[Location identification items]
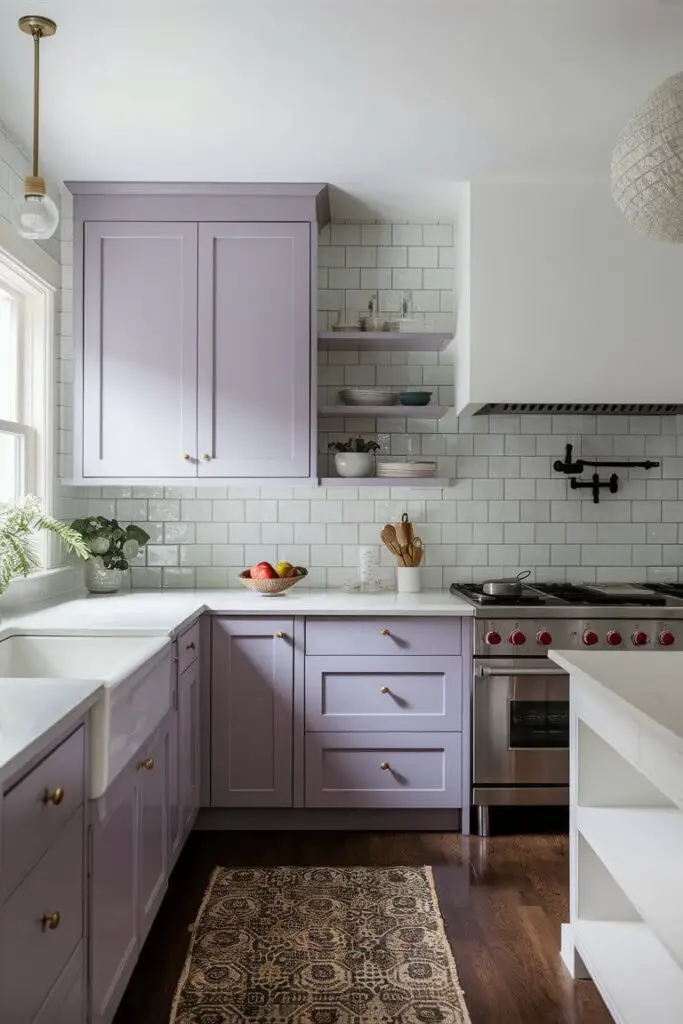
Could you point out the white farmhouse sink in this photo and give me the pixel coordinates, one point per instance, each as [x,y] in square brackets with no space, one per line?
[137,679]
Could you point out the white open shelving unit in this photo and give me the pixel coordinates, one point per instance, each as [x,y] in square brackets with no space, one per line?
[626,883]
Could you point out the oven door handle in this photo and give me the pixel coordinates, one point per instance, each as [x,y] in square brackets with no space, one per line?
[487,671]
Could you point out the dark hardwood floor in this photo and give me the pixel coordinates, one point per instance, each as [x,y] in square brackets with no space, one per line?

** WHAT THIS TASK INVOLVES **
Render every line of the items above as a numbered list, skipping any blank lines and omitting the pictures.

** WRITTEN ANSWER **
1. Could you point out the white farmhouse sink in this photo and give me the pixel coordinates, one point per instance, each as [x,y] in square brackets with no space, one per line?
2. [137,679]
3. Could you point out the white open shelving unit in this photo and give me the pixel coordinates, one point per instance, each as [x,y] in square brackets with no space, one per line?
4. [626,883]
5. Could you point out the oven door handle in this photo and give me the pixel coordinates, one point per instance, each as [x,y] in square brackets with no space, one per line?
6. [487,671]
7. Could you point out the dark hardwood floor in this photo and give me the pixel coordinates, one point per instance, each as [x,y] in square brackets with no space, one per line?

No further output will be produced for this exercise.